--- Start ---
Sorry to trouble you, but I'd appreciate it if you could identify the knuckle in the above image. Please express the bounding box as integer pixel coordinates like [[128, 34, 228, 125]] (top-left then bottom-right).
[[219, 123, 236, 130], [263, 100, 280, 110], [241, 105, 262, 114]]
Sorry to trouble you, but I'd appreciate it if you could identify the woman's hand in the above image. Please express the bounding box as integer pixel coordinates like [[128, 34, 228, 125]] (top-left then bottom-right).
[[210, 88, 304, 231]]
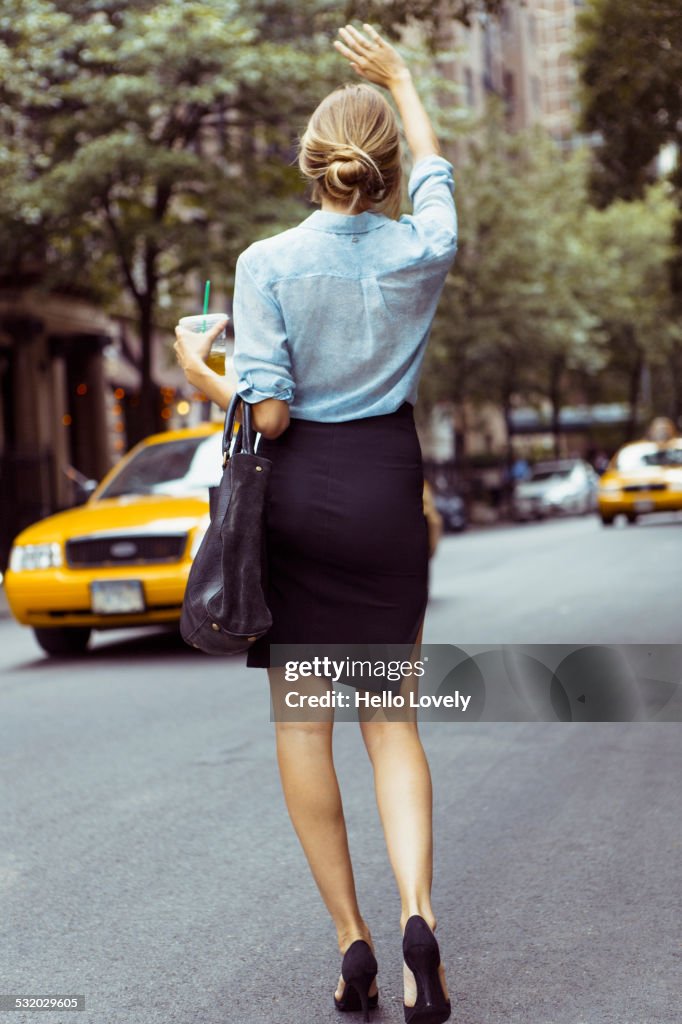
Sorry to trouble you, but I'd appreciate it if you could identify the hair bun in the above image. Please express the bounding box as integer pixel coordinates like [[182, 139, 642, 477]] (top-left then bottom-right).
[[325, 142, 384, 194]]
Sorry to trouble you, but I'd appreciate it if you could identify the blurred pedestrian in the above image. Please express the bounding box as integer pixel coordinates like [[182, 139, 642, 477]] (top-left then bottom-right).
[[646, 416, 677, 441], [176, 25, 457, 1024]]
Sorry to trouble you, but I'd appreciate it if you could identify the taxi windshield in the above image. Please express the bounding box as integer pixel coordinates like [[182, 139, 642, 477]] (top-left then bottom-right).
[[98, 431, 222, 500]]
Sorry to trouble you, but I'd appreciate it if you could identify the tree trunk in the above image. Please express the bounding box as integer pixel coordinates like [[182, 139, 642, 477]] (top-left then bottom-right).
[[549, 355, 565, 459], [626, 330, 644, 441]]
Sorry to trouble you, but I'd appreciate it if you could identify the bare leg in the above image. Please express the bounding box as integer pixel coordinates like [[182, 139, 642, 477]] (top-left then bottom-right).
[[360, 624, 447, 1006], [268, 669, 377, 998]]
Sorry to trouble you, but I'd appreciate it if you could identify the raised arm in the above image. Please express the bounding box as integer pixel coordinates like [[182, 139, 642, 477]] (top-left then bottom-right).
[[334, 25, 440, 164]]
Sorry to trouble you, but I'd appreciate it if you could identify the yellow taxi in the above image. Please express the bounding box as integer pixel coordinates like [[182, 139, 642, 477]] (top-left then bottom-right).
[[5, 423, 222, 655], [597, 437, 682, 526]]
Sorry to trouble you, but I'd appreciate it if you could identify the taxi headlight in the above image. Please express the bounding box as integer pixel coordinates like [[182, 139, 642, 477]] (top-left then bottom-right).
[[9, 544, 63, 572]]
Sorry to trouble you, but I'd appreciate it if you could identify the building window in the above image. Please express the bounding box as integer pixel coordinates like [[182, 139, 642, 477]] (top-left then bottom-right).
[[530, 75, 542, 111], [528, 11, 538, 46]]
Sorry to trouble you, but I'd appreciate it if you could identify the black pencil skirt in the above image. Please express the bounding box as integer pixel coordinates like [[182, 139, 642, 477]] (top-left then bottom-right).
[[247, 401, 429, 668]]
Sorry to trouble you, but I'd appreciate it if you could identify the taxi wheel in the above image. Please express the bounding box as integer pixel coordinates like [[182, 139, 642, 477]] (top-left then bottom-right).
[[33, 627, 92, 657]]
--- End ---
Short task: Rescale every line from the first one through the line that contains "[[325, 142, 384, 194]]", writing each again with every bounding-box coordinate in the answers multiplied by 2.35 and rounded to a whole number, halves up. Keep the other lines as they are, sample coordinates included, and leave out the picture lines.

Correct result:
Sorry to trouble you, but I'd appreciate it if you could identify the knuckle in the above image. Please express the bounding box as integer pixel coordinates like [[128, 34, 228, 125]] (top-left then bottom-right).
[[515, 289, 555, 306], [618, 235, 658, 259], [566, 247, 616, 268]]
Sorry to trouble you, but I'd appreciate it if you could identify the woman's hand in the above image. Please express the bounding box as integer pixel coordinates like [[128, 34, 228, 125]] (top-left then bottom-right).
[[494, 207, 714, 543]]
Sorry to trouble you, but I'd appreciate it if you could identify the hair bun in the above image. Please express the bounding box as integer pixel coordinates like [[182, 139, 642, 477]] (top-left then bottom-right).
[[764, 334, 902, 456]]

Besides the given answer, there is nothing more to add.